→ Required action
Could you reproduce word for word the part of the Halloween Kills passage starting with "By expanding the" and going on through "different set pieces."?

The second big change is in terms of the cast. Yes, Jamie Lee Curtis is back as Laurie Strode, but after having been badly injured in the last film, she spends almost the entirety of Halloween Kills in hospital (given that this film happens later on the same night as the 2018 movie). This was a bold decision by the filmmakers, given that Jamie Lee Curtis was the heart and soul of both the 1978 and 2018 films. However, it does achieve a number of things, such as allowing the audience to feel that there are consequences to the violence in the first film, and enabling the filmmakers to expand the focus of the franchise outside the Strode family (played by Judy Greer and Andi Matichak), while still retaining them at its core.

In this respect, Halloween Kills perhaps feels more like a love-letter to the original 1978 film than even the 2018 sequel did. Anthony Michael Hall joins the cast as the now-grown-up Tommy, the boy that Laurie Strode babysat for in the original film. Just as 2018’s Halloween was interesting for showing how the trauma from the 1978 massacre had affected Jamie Lee Curtis’ Laurie, in Halloween Kills we get to see how Tommy’s feelings of powerlessness from 1978 have shaped him into the man now played by Anthony Michael Hall.

…explores how the events of 1978 massacre affected the whole town of Haddonfield…

But while Anthony Michael Hall is a new actor playing a returning character, Halloween Kills is also full of returning original actors, including Kyle Richards as Lindsey Wallace (the girl who Laurie babysat for in 1978), Nancy Stephens as Marion Chambers (Dr Loomis’ assistant from 1978), and Charles Cyphers as Sherriff Brackett (whose daughter was killed by Michael Myers in 1978). We also see more of the events from 1978 (not previously seen in the original Halloween) involving Deputy Hawkins, with Thomas Mann playing the younger version of the character played by Will Patton in 2018.

By expanding the cast, Halloween Kills is able to explore how the events of the 1978 massacre affected not just Laurie Strode, but also the other survivors from that night, and by extension, the whole town of Haddonfield. The film explores these ideas in some interesting ways, looking at how different people are affected in very different ways by trauma, at how fear and hysteria can affect the very soul of a town, and at how almost everyone who survived the events of 1978 now believes they have a personal connection to Michael Myers. Some of these concepts are arguably handled more effectively than others, but you have to give credit to the filmmakers for trying something different and avoiding the pitfall of simply making the same film again with different set pieces.

→ Dataset content
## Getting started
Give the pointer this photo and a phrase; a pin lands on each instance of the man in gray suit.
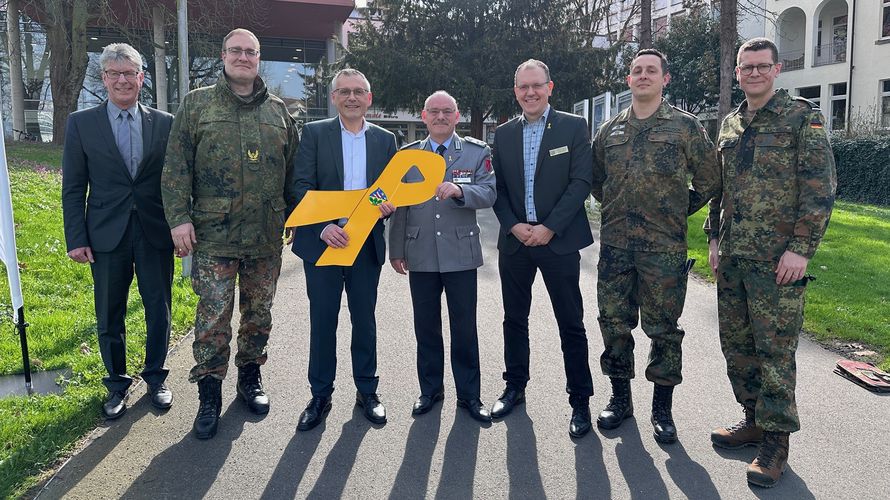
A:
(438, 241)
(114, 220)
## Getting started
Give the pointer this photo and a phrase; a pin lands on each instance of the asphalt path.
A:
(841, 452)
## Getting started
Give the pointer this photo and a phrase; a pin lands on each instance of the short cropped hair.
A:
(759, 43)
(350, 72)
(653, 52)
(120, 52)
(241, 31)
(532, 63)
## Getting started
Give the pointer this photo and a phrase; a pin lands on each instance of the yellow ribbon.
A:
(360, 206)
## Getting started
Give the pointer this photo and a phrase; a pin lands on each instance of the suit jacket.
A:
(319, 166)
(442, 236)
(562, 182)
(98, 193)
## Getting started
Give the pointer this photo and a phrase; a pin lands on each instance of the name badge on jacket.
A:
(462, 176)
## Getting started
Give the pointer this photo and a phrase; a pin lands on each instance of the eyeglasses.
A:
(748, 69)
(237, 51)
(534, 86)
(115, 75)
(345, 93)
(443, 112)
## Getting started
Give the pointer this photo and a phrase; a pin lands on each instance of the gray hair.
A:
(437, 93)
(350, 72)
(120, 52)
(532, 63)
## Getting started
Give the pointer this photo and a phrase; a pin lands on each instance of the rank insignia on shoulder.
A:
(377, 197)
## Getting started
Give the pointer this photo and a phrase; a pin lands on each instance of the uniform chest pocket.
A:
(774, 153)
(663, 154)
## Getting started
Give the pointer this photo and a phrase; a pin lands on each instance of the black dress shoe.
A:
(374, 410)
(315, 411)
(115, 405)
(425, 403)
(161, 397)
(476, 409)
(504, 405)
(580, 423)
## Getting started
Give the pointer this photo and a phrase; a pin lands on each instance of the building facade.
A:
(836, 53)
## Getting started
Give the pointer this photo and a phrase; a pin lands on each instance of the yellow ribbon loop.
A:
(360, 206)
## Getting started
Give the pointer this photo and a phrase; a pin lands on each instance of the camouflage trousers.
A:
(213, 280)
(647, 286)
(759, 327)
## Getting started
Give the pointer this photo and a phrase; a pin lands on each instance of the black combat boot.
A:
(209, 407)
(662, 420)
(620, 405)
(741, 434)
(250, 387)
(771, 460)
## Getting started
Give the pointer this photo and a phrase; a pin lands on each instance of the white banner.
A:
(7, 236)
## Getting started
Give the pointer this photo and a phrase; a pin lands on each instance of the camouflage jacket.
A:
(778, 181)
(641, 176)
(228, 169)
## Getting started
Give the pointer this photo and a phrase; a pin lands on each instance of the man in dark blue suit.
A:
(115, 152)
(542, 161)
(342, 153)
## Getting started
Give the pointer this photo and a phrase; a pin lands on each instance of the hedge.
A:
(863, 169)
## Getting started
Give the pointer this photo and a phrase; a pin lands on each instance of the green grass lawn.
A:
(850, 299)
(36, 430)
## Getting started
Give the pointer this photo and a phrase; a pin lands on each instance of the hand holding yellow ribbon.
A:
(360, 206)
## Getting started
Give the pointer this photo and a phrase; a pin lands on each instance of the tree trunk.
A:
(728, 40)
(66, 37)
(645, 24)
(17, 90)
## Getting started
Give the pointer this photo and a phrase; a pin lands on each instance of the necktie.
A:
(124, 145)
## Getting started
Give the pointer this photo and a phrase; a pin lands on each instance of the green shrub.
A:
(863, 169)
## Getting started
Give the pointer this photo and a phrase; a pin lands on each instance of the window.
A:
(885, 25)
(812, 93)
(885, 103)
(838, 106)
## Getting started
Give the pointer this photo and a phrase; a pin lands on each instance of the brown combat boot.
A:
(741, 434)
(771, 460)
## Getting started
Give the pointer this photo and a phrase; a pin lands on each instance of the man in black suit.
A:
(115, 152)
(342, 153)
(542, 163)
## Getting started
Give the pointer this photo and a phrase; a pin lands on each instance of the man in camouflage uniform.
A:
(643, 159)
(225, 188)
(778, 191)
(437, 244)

→ Task answer
By expanding the cast, Halloween Kills is able to explore how the events of the 1978 massacre affected not just Laurie Strode, but also the other survivors from that night, and by extension, the whole town of Haddonfield. The film explores these ideas in some interesting ways, looking at how different people are affected in very different ways by trauma, at how fear and hysteria can affect the very soul of a town, and at how almost everyone who survived the events of 1978 now believes they have a personal connection to Michael Myers. Some of these concepts are arguably handled more effectively than others, but you have to give credit to the filmmakers for trying something different and avoiding the pitfall of simply making the same film again with different set pieces.